◆ EXERCISE AIM: Reproduce every one of the entries below verbatim, line for line, without altering any text or number.

══════

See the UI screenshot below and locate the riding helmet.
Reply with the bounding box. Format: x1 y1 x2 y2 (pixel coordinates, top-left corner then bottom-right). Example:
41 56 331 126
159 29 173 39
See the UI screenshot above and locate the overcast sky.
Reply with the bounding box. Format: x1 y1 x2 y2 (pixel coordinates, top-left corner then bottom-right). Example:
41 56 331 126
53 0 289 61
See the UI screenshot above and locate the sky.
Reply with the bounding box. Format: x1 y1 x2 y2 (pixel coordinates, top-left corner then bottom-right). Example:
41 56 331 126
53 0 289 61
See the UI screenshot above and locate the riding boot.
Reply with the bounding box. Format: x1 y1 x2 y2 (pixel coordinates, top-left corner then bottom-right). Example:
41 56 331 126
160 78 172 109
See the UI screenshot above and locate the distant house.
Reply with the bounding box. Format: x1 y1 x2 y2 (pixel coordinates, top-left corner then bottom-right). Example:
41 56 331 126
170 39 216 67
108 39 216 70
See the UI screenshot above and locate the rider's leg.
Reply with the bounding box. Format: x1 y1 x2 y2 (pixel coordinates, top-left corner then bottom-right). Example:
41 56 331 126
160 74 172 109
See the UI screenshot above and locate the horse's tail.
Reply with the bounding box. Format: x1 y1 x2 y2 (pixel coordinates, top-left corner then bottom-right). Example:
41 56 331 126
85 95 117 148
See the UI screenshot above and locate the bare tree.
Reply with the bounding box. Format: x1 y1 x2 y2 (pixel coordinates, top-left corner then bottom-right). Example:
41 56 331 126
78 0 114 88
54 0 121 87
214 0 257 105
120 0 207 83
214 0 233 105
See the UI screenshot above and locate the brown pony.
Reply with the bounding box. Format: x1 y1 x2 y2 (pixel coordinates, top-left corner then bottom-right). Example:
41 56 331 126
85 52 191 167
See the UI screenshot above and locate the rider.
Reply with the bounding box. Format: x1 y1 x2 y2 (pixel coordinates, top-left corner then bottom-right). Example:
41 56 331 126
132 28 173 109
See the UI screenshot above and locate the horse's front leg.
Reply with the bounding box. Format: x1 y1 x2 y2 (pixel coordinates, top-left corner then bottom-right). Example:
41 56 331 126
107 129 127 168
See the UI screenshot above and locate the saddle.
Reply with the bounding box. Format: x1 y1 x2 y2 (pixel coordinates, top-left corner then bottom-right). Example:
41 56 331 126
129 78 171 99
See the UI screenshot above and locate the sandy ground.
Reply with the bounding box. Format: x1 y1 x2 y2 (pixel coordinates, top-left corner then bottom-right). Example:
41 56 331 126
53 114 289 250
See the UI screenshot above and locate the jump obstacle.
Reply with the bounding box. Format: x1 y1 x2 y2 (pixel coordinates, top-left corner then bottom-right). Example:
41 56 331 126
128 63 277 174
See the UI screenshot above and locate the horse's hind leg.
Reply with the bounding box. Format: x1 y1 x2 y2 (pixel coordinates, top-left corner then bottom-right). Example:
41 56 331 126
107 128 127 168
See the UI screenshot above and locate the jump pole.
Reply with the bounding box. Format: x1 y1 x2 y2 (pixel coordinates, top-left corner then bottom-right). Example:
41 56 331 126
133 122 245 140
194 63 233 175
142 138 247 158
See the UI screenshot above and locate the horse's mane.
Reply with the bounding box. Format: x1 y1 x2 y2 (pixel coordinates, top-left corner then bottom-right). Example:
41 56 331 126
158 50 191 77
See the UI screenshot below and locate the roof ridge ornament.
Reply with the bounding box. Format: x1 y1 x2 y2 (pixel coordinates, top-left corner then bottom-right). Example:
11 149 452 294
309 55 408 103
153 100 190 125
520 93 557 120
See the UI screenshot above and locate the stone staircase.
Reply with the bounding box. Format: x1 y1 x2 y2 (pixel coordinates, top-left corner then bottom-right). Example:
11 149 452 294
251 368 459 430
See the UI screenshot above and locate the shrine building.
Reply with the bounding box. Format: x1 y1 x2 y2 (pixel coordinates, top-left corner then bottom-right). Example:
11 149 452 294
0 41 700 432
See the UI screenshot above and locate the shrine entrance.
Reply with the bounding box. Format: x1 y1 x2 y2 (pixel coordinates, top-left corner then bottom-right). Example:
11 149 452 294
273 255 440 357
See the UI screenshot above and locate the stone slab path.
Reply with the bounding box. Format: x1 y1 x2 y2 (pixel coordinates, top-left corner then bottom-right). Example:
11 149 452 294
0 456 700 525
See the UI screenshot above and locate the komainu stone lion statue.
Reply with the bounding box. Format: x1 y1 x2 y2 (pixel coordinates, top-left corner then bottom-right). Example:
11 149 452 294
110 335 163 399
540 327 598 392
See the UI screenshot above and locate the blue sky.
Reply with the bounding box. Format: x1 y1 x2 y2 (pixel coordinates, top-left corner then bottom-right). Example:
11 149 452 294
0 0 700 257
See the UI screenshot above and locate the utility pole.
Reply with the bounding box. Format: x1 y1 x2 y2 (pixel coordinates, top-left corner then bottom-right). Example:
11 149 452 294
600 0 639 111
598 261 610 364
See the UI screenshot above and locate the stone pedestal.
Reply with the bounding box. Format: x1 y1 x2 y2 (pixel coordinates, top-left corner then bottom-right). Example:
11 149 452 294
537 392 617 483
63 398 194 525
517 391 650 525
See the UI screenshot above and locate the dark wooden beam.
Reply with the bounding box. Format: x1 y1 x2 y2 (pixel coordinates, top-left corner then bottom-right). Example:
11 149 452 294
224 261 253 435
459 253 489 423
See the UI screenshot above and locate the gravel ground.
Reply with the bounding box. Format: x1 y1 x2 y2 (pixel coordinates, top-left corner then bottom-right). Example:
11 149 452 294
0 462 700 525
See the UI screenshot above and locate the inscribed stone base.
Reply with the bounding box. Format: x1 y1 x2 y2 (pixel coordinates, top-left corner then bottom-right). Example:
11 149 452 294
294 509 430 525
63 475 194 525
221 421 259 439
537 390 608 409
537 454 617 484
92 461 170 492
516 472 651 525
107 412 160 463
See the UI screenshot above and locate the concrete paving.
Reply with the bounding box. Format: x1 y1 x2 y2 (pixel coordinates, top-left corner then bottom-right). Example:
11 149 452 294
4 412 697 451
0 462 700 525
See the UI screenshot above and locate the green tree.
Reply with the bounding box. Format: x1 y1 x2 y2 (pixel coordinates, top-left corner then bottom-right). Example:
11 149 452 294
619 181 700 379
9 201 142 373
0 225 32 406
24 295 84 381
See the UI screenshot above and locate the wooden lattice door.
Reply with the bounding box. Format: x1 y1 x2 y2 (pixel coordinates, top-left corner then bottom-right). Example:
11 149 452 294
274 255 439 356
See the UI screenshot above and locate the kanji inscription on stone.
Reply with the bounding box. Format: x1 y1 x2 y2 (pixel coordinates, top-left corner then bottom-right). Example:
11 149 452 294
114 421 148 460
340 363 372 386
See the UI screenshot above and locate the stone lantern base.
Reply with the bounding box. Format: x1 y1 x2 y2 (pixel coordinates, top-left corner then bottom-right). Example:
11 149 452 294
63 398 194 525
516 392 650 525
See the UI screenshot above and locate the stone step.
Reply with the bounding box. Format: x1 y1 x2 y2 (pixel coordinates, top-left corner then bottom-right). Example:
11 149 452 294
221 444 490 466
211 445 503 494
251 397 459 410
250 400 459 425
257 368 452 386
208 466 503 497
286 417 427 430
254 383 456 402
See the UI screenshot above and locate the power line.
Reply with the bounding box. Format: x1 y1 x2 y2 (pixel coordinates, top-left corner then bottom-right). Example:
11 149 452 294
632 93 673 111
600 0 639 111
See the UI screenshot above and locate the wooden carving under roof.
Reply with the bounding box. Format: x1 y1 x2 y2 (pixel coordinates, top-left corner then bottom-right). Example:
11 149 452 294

══════

◆ EXPECTED ANSWER:
See the UI screenshot below and locate the riding helmet.
Reply with the bounding box. Format: x1 y1 x2 y2 (pixel coordinates, top-left corner then bottom-right). Example:
41 56 331 126
159 29 173 39
See the UI screenshot above and locate the overcast sky.
Reply with the bounding box. Format: x1 y1 x2 y2 (pixel coordinates, top-left corner then bottom-right). Example:
41 56 331 126
53 0 289 61
See the UI screenshot above and locate the sky.
Reply with the bounding box. Format: x1 y1 x2 y2 (pixel coordinates, top-left corner then bottom-right). Example:
41 56 331 126
53 0 289 61
See the UI screenshot above and locate the riding boot.
Reply with the bounding box. Format: x1 y1 x2 y2 (pixel coordinates, top-left corner then bottom-right). Example:
41 56 331 126
160 78 172 109
See the UI screenshot above and locate the distant house.
Reply with the bounding box. Format: x1 y1 x2 y2 (pixel coordinates, top-left corner then bottom-right). Example:
41 56 331 126
170 39 216 67
108 39 216 70
See the UI screenshot above and locate the rider's leg.
Reply with the bounding box. Format: x1 y1 x2 y2 (pixel coordinates, top-left corner then bottom-right). Example:
41 56 331 126
160 74 172 109
See the UI screenshot above and locate the horse's tail.
Reply with the bounding box. Format: x1 y1 x2 y2 (pixel coordinates, top-left corner then bottom-right). Example:
41 56 331 126
85 95 117 148
See the UI screenshot above and locate the bare tree.
Reply with the bounding box. Format: x1 y1 x2 y2 (pixel coordinates, top-left corner then bottom-right). Example:
41 56 331 126
78 0 114 88
54 0 121 87
214 0 257 105
120 0 207 83
214 0 233 105
See the UI screenshot above and locate the brown pony.
Reply with the bounding box. Format: x1 y1 x2 y2 (pixel coordinates, top-left corner then bottom-right). Example:
41 56 331 126
85 52 191 167
See the UI screenshot above and locate the rider.
Reply with the bounding box. Format: x1 y1 x2 y2 (pixel coordinates, top-left corner then bottom-right). Example:
41 56 331 126
132 28 173 109
See the UI screenshot above and locate the horse's front leg.
Reply with the bounding box. Format: x1 y1 x2 y2 (pixel coordinates, top-left corner then bottom-right). Example:
41 56 331 126
107 129 127 168
See the UI screenshot above and locate the saddle.
Reply with the bounding box. Format: x1 y1 x2 y2 (pixel coordinates, top-left corner then bottom-right). Example:
41 56 331 126
129 78 171 99
See the UI screenshot above and locate the sandy ground.
Reply with the bounding box. Format: x1 y1 x2 y2 (pixel coordinates, top-left corner then bottom-right). Example:
41 56 331 126
53 114 289 250
See the UI screenshot above and locate the jump obstacle.
Reply with the bounding box. Format: x1 y1 x2 y2 (pixel coordinates, top-left corner then bottom-right). Example:
41 56 331 126
128 63 277 174
See the UI screenshot above and locate the horse's hind leg.
Reply with the bounding box. Format: x1 y1 x2 y2 (pixel coordinates, top-left corner then bottom-right). Example:
41 56 331 126
107 128 127 168
See the UI screenshot above and locate the jump pole.
Reply with the bounding box. Format: x1 y1 x2 y2 (pixel coordinates, top-left corner then bottom-right). Example:
41 56 331 126
133 122 245 140
194 63 233 175
142 138 247 158
See the UI screenshot above and locate the horse's mane.
Reply with the bounding box. Format: x1 y1 x2 y2 (pixel coordinates, top-left corner then bottom-right). Example:
41 56 331 126
158 50 191 77
See the UI screenshot below and locate the roof ridge ornament.
Reply with the bounding box. Format: x1 y1 x2 y2 (pixel coordinates, top-left corner then bottom-right). Example:
11 149 452 294
309 55 408 103
153 100 190 125
520 93 557 120
See the UI screenshot above and locate the stone staircase.
Reply with the bounding box. Format: x1 y1 x2 y2 (pixel coordinates, top-left corner then bottom-right). Example:
11 149 452 294
251 368 459 430
See the UI screenshot above and locate the shrine building.
Reply with the bounding box. Format: x1 y1 x2 y2 (pixel coordinates, top-left corner then bottom-right). Example:
11 149 452 294
0 41 700 432
See the UI screenshot above and locate the shrine entrance.
Reply with the bounding box. Format: x1 y1 x2 y2 (pixel coordinates, top-left corner then bottom-right). Example:
11 149 452 294
273 255 440 357
See the UI screenshot above and locate the stone slab path.
Reply with the bounding box. Format: x1 y1 x2 y2 (pixel coordinates, top-left corner then bottom-right). Example:
11 149 452 294
0 456 700 525
See the UI screenshot above and locate the komainu stone lion statue.
Reply with the bounding box. Format: x1 y1 x2 y2 (pixel coordinates, top-left corner then bottom-right). Example:
11 149 452 294
110 335 163 399
540 327 598 392
See the UI screenshot above and locate the blue sky.
Reply with the bounding box. Format: x1 y1 x2 y2 (pixel coordinates, top-left corner then bottom-right). Example:
11 149 452 294
0 0 700 257
See the UI screenshot above and locate the utility pole.
Reply with the bounding box. Format: x1 y1 x2 y2 (pixel coordinates, top-left corner then bottom-right). Example:
11 149 452 294
600 0 639 111
598 261 610 364
See the UI screenshot above and locate the stone pedestal.
Reply with the bounding box. Format: x1 y1 x2 y2 (pixel coordinates, top-left corner then bottom-right). Example:
11 149 452 294
537 392 617 483
63 398 194 525
517 391 650 525
See the UI screenshot above and locate the dark wooden beam.
Reply with the bounding box. Format: x1 y1 x2 y2 (pixel coordinates, top-left corner then bottom-right). Example:
11 149 452 294
224 261 253 435
459 253 489 423
See the UI screenshot above and locate the gravel ground.
Reply with the bounding box. Format: x1 y1 x2 y2 (pixel coordinates, top-left corner then bottom-right). Example:
11 149 452 294
0 462 700 525
See the UI screenshot above and locate the inscribed stone base.
Reply with the bounding box. Format: x1 y1 x2 y2 (pixel coordinates, top-left corner then bottom-right). Example:
11 149 452 294
294 509 430 525
63 475 194 525
221 421 259 439
537 390 608 409
537 454 617 484
92 461 170 492
516 472 651 525
107 412 160 463
See the UI screenshot above and locate the concrete paving.
Reply with the bounding box. Format: x1 y1 x2 y2 (pixel coordinates, top-left corner then bottom-right). Example:
11 149 452 294
4 412 697 451
0 462 700 525
See the UI screenshot above and locate the green tree.
Reply with the bounding box. Format: x1 y1 x2 y2 (pixel coordinates, top-left corner then bottom-right). Example:
11 149 452 294
619 181 700 379
9 201 142 373
0 225 32 406
24 295 84 381
See the UI screenshot above and locate the wooden lattice door.
Reply with the bounding box. Format: x1 y1 x2 y2 (pixel coordinates, top-left corner then bottom-right). Example:
11 149 452 294
274 255 439 356
See the UI screenshot above and locate the kanji inscription on stone.
Reply with the bounding box. Format: x1 y1 x2 y2 (pixel coordinates, top-left corner then bottom-right). Example:
11 149 452 294
114 421 148 460
340 363 372 386
See the UI screenshot above and locate the stone lantern base.
Reply with the bounding box. Format: x1 y1 x2 y2 (pixel coordinates, top-left corner then bottom-right). Example:
11 149 452 294
63 398 194 525
516 392 650 525
See the UI screenshot above and locate the stone step.
Reply with the bounding box. Format: x1 y1 x2 y2 (pixel coordinates, top-left corner then bottom-right). Example:
11 149 452 294
221 444 490 466
211 445 503 494
251 397 459 410
250 400 459 425
257 368 452 386
208 466 503 497
286 417 427 430
254 383 456 402
See the UI screenshot above and locate the power line.
Reply with the bounding box. Format: x1 y1 x2 y2 (pixel coordinates, top-left corner then bottom-right). Example:
11 149 452 294
632 93 673 111
600 0 639 111
See the UI screenshot above and locate the wooden carving under roof.
Reply with the bounding box. Format: x1 y1 x2 y2 (pixel coordinates, top-left corner then bottom-right). Example:
11 149 452 294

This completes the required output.